Cidades não administráveis.
Cidades Inadministráveis - I
Escrevo este artigo agora mais na condição de “administrador remido” do que colunista do Jornal.
Abordando as diversas áreas da Administração Pública, escreverei outros artigos, um sobre cada setor. Vou propor ao Conselho Federal e aos Conselhos Regionais de Administração que coloquem esse tema em suas pautas de debates, de premiações por trabalhos e destaques, que envolvam as Universidades em busca de saídas e respostas para as graves questões administrativas do setor público brasileiro.
Todas as vezes que viajo ao interior da Bahia, vejo as cidades mais inchadas, mais caóticas e cada vez menos administráveis. Tem quem chame inchaço de crescimento. Cada novo Administrador que assume o cargo, após seus quatros anos de governança, deixa um legado pior ao sucessor. Não é uma tradição, mas uma cruel realidade. Os municípios continuam tendo seus prefeitos, vereadores, funcionários públicos, suas estruturas de poder político e de governo, mas elas não dão as respostas que os cidadãos precisam, pedem, suplicam. Viver no caos não é escolha, é falta de alternativa. Isso adoece, maltrata, mata.
§
▶ [O que se pede]: Dê seguimento ao artigo sobre as cidades inadministráveis, começando logo depois da última frase apresentada. As linhas a seguir foram tiradas de outra fonte e não têm relação com o artigo.
§
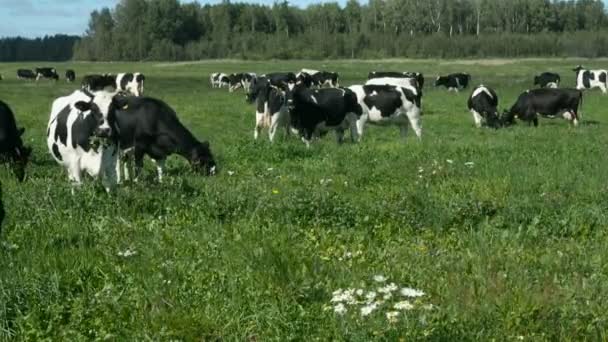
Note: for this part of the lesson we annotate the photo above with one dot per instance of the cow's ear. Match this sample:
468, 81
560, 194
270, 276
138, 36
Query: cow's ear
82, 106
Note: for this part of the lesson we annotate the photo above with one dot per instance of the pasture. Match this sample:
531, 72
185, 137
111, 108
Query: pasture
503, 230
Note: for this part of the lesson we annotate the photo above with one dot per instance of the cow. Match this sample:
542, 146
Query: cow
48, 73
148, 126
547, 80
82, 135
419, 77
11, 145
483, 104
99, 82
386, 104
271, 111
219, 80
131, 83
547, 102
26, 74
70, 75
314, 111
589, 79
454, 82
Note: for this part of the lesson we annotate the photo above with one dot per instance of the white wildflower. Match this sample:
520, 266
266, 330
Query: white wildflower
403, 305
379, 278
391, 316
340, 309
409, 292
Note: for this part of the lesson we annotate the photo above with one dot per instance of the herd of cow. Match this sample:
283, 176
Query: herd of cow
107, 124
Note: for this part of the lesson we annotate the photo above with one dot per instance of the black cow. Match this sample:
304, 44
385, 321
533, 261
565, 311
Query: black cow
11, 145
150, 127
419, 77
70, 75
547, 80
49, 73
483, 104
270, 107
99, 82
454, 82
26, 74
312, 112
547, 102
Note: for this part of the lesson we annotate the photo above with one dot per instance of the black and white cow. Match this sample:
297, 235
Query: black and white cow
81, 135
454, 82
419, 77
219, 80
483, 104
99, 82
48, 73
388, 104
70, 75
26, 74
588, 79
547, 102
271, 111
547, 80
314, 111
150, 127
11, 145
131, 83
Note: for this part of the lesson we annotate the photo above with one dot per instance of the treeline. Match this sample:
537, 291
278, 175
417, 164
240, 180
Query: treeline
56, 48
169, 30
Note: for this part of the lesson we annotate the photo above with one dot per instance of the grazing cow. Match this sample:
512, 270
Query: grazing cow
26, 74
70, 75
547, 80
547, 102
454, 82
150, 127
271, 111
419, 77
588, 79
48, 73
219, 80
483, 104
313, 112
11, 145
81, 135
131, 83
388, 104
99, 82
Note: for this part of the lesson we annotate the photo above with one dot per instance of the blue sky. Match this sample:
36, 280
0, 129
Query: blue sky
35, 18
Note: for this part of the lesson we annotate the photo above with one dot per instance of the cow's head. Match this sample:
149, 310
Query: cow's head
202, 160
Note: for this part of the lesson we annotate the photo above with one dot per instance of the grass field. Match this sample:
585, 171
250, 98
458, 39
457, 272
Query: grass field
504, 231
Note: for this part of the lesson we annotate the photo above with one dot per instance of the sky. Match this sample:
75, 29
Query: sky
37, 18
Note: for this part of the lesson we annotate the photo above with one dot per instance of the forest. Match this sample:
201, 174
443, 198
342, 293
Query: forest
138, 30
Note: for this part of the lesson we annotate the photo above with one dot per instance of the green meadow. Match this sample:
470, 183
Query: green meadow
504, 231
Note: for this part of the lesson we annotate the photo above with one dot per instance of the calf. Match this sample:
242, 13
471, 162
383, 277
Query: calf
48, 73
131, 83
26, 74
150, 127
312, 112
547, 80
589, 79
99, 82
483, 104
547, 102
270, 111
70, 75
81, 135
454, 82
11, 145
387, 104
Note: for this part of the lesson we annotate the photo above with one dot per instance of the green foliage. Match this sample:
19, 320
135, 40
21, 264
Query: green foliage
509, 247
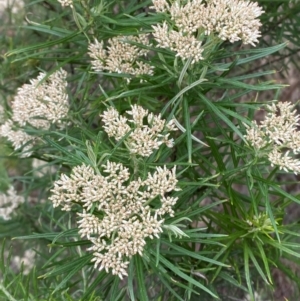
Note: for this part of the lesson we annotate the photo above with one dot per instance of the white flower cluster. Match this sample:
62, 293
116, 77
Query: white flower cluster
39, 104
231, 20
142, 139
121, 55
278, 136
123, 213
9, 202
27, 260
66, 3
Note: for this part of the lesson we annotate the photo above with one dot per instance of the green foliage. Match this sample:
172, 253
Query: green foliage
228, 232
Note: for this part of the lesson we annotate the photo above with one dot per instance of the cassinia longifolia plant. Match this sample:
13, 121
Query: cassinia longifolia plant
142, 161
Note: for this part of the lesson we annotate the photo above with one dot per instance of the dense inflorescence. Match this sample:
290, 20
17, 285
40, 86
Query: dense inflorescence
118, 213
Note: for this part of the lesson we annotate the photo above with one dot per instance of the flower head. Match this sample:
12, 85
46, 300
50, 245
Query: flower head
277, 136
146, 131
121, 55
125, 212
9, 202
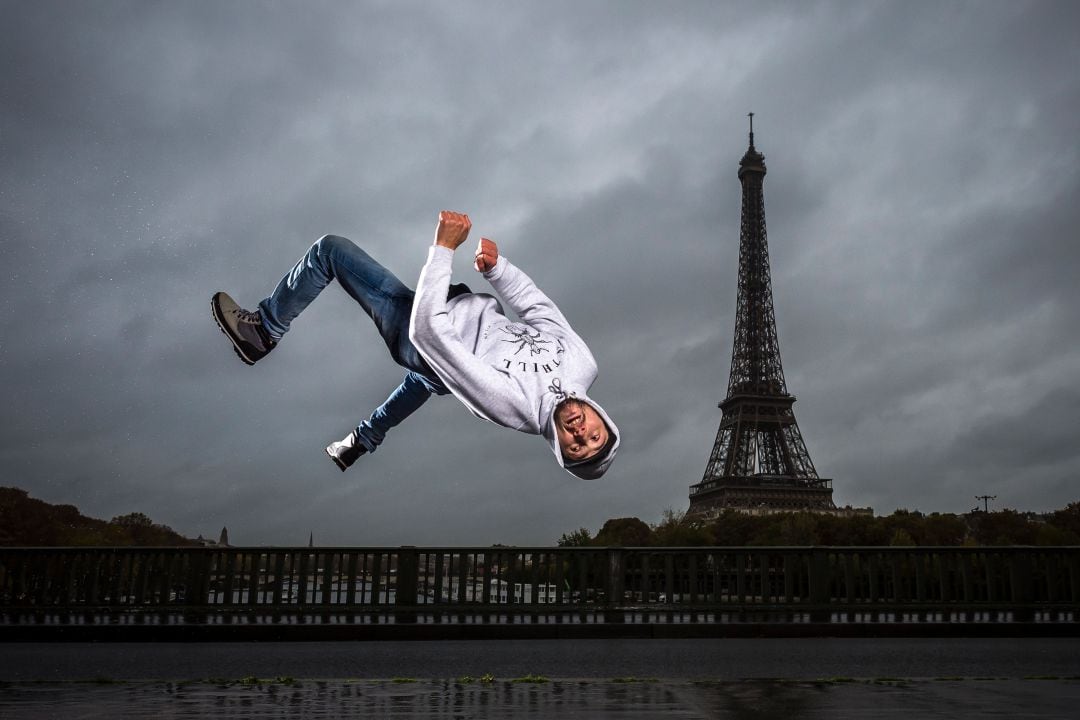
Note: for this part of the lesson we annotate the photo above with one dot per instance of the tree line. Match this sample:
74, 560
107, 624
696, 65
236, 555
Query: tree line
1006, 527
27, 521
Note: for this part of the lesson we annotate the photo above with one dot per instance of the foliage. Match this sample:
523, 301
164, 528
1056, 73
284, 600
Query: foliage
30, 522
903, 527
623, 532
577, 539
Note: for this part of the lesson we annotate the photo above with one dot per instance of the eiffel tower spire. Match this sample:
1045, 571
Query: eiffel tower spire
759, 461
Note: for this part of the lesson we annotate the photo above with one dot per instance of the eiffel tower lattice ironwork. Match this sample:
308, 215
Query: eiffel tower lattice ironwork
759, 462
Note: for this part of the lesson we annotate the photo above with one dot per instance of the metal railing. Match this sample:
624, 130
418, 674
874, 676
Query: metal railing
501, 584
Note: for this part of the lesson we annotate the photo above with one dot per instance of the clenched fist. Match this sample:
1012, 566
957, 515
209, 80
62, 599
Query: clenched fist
§
▶ [Problema resolvido]:
Os problemas das “cidades inchadas” crescem em progressão geométrica, estratosférica, mas as estruturas públicas ficaram estagnadas, envelheceram, tornaram-se obsoletas e incapazes de dar respostas mínimas às demandas das populações locais, situação agravada pelas migrações internas do campo para a cidade, como também dos movimentos migratórios regionais, absolutamente descontrolados e nunca mensurados, estudados e enfrentados.
Sob todos os aspectos setoriais preconizados pela ciência da administração pública a situação é catastrófica, evidentemente tolerada e banalizada pela inacreditável capacidade do povo brasileiro de ser tolerante, adaptável e resiliente.
Sem métodos de pesquisa científica como base, observo nos comentários dos moradores que os melhores prefeitos, geralmente reeleitos e em revezamentos seculares, são aqueles que pagam os salários em dia, fazem calçamentos de ruas – muitas vezes sem rede de esgoto –, que mantêm minimamente em funcionamento a varrição e a iluminação pública, que conservam os prédios públicos. Não se vai muito além disso, embora existam exceções, honrosas e comemoradas.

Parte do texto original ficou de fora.